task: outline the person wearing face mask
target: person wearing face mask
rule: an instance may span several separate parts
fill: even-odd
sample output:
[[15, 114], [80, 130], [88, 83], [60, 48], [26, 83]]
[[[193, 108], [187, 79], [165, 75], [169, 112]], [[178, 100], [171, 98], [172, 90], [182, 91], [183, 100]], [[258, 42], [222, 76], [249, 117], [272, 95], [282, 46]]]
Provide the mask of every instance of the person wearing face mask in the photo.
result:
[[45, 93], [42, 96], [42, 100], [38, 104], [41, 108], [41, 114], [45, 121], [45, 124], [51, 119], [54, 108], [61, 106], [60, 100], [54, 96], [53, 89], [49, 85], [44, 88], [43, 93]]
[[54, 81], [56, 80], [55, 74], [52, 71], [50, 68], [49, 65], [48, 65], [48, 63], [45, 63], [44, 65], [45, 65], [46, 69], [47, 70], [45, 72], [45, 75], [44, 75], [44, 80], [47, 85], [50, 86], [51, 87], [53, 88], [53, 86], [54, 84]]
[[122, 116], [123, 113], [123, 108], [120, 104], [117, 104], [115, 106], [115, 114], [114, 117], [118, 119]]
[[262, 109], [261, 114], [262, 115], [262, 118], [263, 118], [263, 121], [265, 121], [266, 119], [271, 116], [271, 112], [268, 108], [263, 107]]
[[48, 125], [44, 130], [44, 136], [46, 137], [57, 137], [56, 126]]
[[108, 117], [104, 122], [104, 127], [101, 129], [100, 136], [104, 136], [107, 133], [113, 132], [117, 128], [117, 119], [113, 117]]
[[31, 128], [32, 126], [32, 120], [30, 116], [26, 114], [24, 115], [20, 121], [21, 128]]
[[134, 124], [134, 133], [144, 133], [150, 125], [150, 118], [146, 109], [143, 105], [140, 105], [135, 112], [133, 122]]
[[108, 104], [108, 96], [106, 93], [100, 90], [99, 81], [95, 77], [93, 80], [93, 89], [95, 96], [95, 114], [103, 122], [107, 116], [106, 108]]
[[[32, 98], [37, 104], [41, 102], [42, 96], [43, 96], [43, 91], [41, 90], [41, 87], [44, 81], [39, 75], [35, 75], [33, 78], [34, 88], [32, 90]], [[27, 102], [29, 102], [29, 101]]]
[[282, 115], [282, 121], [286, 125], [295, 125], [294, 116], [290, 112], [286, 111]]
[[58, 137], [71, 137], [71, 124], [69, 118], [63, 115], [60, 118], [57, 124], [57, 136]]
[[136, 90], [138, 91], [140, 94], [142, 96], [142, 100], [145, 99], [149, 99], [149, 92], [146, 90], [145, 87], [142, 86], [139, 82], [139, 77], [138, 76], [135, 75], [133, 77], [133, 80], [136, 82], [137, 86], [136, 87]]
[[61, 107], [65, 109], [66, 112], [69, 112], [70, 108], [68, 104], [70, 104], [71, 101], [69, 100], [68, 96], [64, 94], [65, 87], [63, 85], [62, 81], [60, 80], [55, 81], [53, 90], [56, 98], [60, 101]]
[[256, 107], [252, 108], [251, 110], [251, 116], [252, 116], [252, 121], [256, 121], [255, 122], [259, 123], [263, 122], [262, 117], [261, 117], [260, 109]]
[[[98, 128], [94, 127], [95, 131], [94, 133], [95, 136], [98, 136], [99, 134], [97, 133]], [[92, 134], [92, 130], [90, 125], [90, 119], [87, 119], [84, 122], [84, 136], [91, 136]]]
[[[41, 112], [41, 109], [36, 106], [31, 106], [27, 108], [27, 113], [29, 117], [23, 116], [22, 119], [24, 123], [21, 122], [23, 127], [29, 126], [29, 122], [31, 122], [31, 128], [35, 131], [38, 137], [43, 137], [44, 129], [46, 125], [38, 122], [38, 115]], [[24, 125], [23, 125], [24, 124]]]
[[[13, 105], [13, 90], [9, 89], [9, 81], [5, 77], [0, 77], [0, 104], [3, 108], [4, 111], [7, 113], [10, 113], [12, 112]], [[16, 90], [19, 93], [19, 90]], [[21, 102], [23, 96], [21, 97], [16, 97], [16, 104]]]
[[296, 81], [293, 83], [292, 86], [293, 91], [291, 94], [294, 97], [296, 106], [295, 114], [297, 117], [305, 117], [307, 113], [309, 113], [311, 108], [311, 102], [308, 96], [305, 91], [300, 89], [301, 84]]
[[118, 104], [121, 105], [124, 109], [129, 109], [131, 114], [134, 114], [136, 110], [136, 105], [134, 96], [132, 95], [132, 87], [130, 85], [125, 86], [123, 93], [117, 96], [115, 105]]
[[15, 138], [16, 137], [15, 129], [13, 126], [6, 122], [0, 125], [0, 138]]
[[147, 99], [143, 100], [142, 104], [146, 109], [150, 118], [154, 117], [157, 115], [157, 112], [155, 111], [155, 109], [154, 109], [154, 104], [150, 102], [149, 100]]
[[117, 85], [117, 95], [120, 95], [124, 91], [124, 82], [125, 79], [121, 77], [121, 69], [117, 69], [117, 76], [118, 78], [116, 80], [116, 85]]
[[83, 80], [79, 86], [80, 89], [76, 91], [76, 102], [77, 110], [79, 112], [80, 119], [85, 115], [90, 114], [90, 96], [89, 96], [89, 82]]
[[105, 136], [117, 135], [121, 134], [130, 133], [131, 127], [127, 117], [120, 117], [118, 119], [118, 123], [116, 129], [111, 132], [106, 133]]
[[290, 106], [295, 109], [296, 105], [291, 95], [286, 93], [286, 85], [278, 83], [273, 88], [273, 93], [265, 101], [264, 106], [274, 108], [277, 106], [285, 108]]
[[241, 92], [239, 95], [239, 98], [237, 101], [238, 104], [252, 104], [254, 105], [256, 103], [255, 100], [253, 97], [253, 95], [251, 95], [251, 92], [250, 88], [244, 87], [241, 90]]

*What is expected:* Rewrite the records from the start through the line containing "108], [263, 107]]", changing "face mask" to "surgical mask" and leaving everything else as it is.

*Complete answer:*
task: outline the person wearing surgical mask
target: person wearing surgical mask
rule: an instance may span several separate parts
fill: even-odd
sample output:
[[15, 114], [80, 130], [88, 83], [60, 48], [26, 83]]
[[[193, 108], [187, 79], [165, 75], [169, 112]], [[178, 100], [171, 98], [172, 90], [182, 91], [183, 100]], [[258, 42], [222, 76], [249, 117], [272, 95], [282, 46]]]
Provide the mask of every instance of the person wearing surgical mask in the photo.
result:
[[45, 93], [42, 96], [42, 100], [38, 104], [41, 108], [41, 114], [45, 121], [45, 124], [51, 119], [54, 108], [61, 106], [60, 100], [54, 96], [53, 89], [49, 85], [44, 88], [43, 93]]
[[54, 81], [56, 80], [55, 74], [52, 71], [50, 68], [49, 65], [48, 65], [48, 63], [45, 63], [44, 65], [45, 65], [46, 69], [47, 70], [45, 72], [45, 75], [44, 75], [44, 80], [47, 85], [50, 86], [51, 87], [53, 88], [53, 86], [54, 84]]
[[122, 116], [123, 113], [123, 108], [120, 104], [117, 104], [115, 106], [115, 114], [114, 117], [118, 119]]
[[262, 109], [261, 114], [262, 115], [262, 118], [263, 118], [263, 121], [265, 121], [266, 119], [271, 116], [271, 112], [268, 108], [263, 107]]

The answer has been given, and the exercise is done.